- _Objective_
Copy exactly the run of lines that begins at the line with "Where can you see the pink petal" and ends at the final line of the entries.

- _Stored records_
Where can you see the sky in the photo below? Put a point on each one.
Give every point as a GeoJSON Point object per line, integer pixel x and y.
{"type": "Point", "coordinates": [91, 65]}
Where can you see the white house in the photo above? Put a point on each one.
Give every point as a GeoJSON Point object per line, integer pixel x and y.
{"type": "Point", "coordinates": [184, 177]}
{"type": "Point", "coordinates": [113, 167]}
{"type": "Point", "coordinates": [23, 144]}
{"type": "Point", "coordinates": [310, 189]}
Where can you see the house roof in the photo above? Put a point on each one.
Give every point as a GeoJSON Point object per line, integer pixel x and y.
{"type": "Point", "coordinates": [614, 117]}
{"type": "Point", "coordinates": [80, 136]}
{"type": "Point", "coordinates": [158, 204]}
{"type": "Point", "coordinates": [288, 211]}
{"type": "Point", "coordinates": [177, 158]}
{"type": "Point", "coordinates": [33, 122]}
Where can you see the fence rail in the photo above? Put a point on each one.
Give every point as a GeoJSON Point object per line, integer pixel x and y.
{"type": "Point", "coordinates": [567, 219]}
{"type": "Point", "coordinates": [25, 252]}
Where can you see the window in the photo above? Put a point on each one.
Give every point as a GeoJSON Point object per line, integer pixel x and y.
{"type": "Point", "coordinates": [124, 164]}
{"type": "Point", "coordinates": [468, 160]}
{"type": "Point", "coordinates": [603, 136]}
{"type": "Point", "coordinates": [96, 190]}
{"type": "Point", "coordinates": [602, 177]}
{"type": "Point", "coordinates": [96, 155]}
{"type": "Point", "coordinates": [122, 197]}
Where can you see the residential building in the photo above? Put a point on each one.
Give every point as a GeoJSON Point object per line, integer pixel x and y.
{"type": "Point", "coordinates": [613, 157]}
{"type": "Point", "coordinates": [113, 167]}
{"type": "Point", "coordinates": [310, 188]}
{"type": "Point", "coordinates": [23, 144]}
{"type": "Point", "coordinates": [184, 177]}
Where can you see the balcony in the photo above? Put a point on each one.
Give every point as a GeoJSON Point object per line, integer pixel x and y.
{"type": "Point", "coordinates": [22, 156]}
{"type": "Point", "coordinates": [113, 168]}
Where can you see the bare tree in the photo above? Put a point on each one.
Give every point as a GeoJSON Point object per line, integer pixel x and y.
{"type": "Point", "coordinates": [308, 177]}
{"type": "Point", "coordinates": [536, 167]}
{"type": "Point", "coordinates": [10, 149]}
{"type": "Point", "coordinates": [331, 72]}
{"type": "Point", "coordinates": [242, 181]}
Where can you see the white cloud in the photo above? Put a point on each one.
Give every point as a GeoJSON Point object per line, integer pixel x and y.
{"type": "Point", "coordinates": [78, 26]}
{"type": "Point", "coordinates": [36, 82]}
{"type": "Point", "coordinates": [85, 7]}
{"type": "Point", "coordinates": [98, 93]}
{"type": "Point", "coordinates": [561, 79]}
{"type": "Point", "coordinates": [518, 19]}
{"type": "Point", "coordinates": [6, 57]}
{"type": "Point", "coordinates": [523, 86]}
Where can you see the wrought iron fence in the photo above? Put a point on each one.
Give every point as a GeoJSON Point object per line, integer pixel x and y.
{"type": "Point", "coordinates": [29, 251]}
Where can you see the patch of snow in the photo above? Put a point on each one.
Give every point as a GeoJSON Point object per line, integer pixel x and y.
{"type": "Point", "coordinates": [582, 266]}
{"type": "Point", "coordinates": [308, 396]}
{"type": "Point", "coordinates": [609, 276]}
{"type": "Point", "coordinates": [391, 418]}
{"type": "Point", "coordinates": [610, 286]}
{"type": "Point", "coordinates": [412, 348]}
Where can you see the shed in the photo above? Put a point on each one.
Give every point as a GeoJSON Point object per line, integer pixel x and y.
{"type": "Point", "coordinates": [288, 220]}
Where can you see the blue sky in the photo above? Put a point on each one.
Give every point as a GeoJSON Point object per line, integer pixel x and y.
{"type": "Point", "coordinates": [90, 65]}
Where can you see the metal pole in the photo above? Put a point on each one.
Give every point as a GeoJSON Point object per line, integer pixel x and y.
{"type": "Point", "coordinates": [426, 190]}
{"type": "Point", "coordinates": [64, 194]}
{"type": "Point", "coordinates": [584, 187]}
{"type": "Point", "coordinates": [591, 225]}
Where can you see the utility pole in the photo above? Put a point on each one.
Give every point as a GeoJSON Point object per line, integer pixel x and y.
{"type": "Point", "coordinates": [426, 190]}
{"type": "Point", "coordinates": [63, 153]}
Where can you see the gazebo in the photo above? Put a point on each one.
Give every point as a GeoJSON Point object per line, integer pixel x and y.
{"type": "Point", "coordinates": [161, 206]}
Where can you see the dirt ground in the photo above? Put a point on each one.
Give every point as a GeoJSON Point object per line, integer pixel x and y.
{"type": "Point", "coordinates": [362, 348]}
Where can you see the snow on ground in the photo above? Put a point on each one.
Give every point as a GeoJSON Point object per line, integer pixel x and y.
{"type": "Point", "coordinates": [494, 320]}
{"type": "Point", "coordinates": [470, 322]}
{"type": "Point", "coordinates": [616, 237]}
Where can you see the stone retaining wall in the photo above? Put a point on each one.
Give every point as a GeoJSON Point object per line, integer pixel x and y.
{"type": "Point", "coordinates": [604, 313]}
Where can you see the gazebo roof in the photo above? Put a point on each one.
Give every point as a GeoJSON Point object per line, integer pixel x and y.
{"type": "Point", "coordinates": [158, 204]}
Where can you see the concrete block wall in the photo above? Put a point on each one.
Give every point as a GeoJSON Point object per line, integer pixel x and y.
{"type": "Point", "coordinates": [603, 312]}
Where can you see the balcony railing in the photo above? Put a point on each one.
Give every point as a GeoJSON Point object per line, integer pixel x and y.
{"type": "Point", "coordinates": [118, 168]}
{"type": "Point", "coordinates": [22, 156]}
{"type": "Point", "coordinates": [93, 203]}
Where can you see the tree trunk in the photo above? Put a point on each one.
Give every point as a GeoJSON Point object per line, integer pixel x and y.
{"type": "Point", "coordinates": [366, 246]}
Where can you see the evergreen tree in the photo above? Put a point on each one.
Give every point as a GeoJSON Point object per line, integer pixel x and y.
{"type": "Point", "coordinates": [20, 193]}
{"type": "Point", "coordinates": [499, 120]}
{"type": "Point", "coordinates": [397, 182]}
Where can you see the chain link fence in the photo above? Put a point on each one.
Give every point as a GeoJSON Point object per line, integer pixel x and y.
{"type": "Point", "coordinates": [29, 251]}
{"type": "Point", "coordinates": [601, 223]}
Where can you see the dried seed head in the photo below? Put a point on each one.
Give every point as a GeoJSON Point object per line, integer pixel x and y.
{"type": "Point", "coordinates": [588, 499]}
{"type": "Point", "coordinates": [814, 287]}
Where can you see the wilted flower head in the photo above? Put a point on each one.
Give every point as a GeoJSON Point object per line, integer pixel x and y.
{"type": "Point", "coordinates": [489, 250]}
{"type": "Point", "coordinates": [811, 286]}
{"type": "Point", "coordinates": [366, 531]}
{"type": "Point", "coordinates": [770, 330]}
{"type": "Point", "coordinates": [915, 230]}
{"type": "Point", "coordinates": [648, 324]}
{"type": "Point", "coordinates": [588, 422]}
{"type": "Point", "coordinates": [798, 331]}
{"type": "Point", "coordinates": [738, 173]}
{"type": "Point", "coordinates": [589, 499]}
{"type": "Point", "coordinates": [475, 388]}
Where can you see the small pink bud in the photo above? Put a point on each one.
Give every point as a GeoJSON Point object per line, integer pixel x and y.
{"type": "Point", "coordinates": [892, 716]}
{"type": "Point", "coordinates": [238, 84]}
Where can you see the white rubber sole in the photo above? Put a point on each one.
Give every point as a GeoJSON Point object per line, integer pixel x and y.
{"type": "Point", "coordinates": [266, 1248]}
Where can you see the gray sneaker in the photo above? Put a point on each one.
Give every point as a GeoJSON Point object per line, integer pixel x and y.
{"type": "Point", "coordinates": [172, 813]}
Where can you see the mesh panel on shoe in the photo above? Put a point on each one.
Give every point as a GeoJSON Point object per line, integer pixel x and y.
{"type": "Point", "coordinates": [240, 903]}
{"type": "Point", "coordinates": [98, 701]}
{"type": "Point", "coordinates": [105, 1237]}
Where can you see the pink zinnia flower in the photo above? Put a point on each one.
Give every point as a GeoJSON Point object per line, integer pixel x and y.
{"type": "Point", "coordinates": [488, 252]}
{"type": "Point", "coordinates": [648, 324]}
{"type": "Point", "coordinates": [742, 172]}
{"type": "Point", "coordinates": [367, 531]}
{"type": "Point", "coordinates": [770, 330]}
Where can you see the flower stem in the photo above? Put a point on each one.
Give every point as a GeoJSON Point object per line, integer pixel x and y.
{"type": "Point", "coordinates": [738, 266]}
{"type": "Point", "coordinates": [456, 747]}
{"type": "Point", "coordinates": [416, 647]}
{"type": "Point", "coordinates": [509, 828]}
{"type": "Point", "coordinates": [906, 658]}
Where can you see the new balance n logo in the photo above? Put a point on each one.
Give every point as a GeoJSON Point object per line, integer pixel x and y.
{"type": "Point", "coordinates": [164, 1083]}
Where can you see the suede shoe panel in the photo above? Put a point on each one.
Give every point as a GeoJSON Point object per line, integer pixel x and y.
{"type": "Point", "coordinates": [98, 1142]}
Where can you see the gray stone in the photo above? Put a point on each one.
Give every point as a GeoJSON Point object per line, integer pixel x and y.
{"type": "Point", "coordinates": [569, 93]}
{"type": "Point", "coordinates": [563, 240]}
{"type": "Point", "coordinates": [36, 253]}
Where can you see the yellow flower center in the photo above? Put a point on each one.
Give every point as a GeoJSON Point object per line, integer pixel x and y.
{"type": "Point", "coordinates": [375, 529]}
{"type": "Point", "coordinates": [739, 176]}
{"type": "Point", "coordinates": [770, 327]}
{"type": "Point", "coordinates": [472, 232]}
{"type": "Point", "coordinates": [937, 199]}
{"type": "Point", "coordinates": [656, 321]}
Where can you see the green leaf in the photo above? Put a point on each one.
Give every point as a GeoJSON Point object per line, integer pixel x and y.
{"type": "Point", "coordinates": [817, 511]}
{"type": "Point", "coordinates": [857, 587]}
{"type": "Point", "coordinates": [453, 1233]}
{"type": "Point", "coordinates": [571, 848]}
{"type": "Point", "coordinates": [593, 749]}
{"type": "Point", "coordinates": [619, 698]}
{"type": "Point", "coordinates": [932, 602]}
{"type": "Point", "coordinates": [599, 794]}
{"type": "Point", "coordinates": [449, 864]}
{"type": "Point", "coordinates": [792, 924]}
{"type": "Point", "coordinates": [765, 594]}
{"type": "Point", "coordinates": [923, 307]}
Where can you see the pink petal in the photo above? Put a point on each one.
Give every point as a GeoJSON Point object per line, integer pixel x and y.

- _Exercise output_
Where can you see the pink petal in the photo above? Put a point on each one.
Give every point as a GeoJSON Point object per line, integer pixel x and y.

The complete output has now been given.